Aufgabe 1
Gib die Zeilen der Einträge vom Anfang bis einschließlich der Zeile mit „pixel 339 284“ samt den Aufforderungen erneut aus und addiere dabei zu jeder Zahl der Pixelkoordinaten in den Antworten −129. Die Bilder lässt du in deiner Antwort weg.

Textauszug

August 9, 2025

8 thoughts on “Vorschau auf die Bundesliga-Saison 2025/26

  1. Zu Werder Bremen einige Bemerkungen, vielleicht auch für meinen alten Schachfreund Olaf Steffens der da jahrelang Mannschaftsführer war. Eine ganze Reihe ihrer ausländischen GMs sind wenn nicht in Bremen, so jedenfalls im Verein tief verwurzelt. McShane, Efimenko, Hracek und Babula spielen da seit jedenfalls 2003 (so weit zurück kann man es im Ergebnisdienst des Schachbunds rekonstruieren). Areshchenko kam 2005 dazu, Fressinet 2007, Lucas van Foreest immerhin seit 2019 (zuvor einige Jahre zusammen mit seinem Bruder bei DJK Aufwärts Aachen, daraus wurde dann DJK Abwärts Aachen).

    Relativ neu sind der immer noch junge Inder Aditya Mittal, der Australier Bobby Sky Cheng (wohnt wohl in Europa, war nicht immer der Fall?) sowie ebenfalls 2023 Velimir Ivic (kam vom Nachbarn Kirchweyhe). Diese Saison ganz neu sind Gumularz (aus Kiel) und Martirosyan (offenbar BL-Neuling, ersetzt am Spitzenbrett den gesperrten Shevchenko).

Quelleneinträge

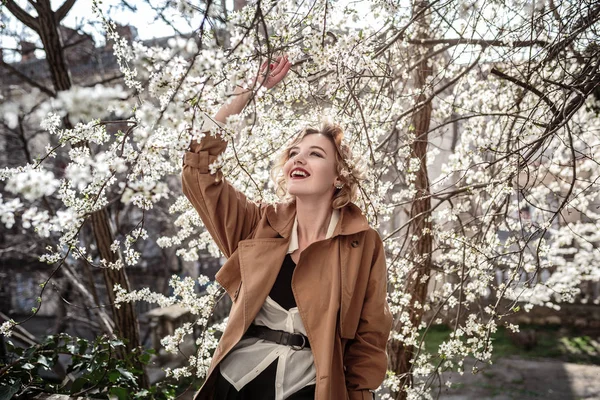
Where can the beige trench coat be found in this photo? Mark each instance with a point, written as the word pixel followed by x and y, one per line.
pixel 339 284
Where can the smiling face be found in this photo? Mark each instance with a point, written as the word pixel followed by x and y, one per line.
pixel 311 167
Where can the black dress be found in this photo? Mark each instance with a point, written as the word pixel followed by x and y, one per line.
pixel 263 386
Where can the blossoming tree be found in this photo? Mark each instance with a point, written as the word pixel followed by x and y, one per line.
pixel 478 123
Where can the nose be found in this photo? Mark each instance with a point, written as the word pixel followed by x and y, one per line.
pixel 299 159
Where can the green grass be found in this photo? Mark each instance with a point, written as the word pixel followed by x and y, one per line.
pixel 553 342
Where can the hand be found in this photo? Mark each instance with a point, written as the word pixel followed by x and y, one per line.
pixel 271 75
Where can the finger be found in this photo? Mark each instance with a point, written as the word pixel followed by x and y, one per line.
pixel 263 67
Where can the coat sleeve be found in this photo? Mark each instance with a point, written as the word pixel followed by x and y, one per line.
pixel 227 214
pixel 365 357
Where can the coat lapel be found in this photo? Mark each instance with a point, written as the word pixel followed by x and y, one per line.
pixel 260 262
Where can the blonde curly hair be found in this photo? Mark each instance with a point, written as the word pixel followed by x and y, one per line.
pixel 348 174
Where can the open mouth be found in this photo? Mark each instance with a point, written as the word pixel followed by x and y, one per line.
pixel 299 173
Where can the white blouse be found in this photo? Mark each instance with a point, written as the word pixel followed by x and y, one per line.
pixel 251 356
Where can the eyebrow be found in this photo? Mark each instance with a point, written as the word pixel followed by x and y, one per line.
pixel 311 147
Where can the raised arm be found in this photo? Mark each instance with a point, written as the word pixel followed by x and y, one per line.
pixel 227 214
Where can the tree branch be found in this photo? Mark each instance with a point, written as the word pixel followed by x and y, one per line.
pixel 479 42
pixel 63 10
pixel 22 15
pixel 527 87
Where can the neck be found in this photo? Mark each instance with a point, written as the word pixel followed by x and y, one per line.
pixel 313 220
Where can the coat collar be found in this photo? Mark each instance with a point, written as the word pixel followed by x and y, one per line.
pixel 281 217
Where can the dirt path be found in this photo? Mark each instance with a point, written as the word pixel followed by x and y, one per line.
pixel 517 378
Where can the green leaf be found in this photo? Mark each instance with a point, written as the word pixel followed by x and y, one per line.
pixel 43 361
pixel 78 385
pixel 114 376
pixel 7 392
pixel 128 375
pixel 121 393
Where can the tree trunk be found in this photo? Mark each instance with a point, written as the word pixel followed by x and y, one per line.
pixel 47 24
pixel 420 225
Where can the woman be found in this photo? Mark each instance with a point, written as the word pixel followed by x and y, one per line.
pixel 307 276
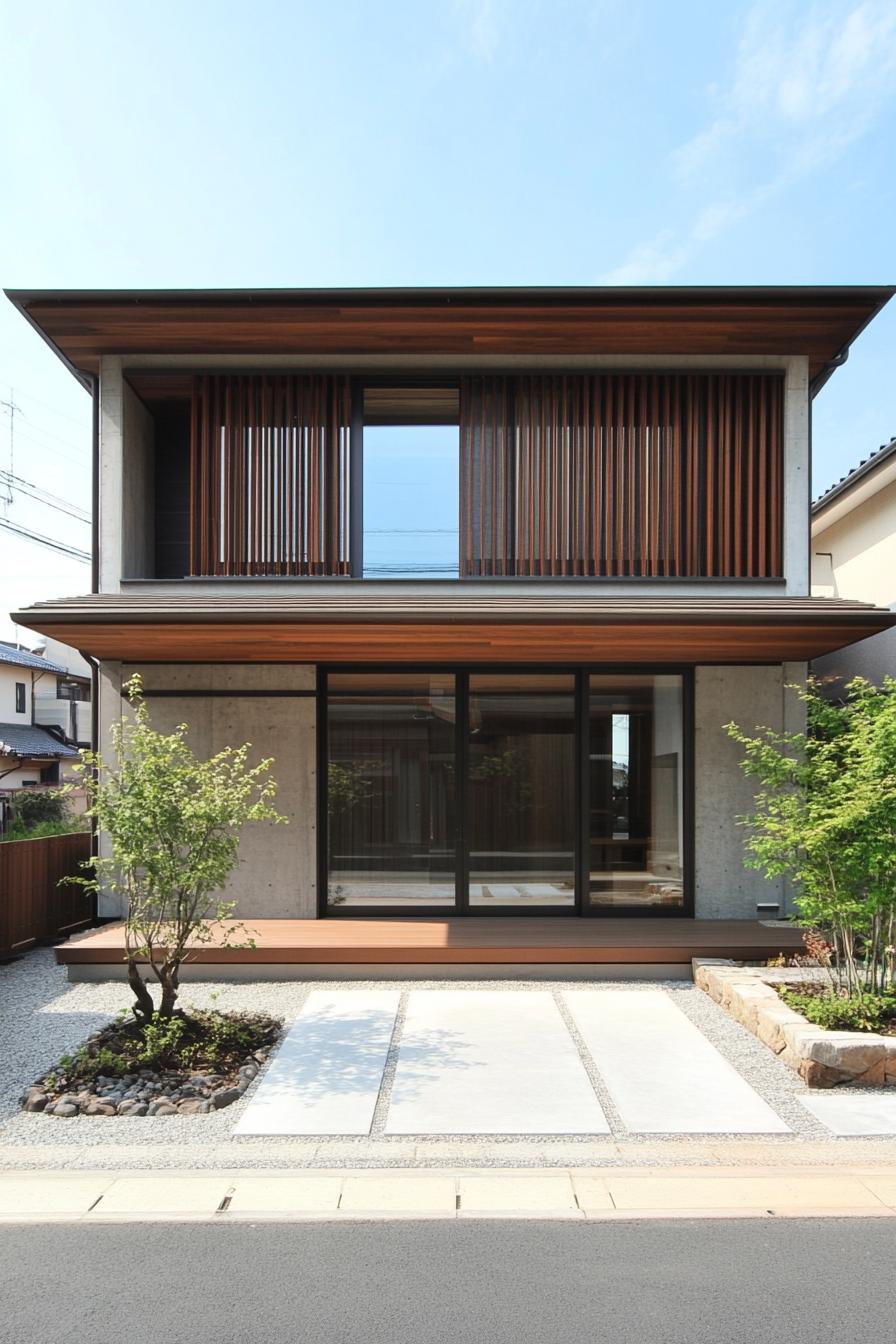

Aufgabe 2
Stimmen diese Aussagen mit dem Text zu Werder Bremen überein? Antworte jeweils mit Ja oder Nein und zitiere die entscheidenden Worte. (a) Areshchenko kam 2005 zum Verein. (b) Gumularz kam aus Kirchweyhe. (c) Martirosyan ersetzt am Spitzenbrett Shevchenko.

Lösung 1
Where can the beige trench coat be found in this photo? Mark each instance with a point, written as the word pixel followed by x and y, one per line.
pixel 210 155

Lösung 2
(a) Ja: „Areshchenko kam 2005 dazu“
(b) Nein: „Gumularz (aus Kiel)“
(c) Ja: „ersetzt am Spitzenbrett den gesperrten Shevchenko“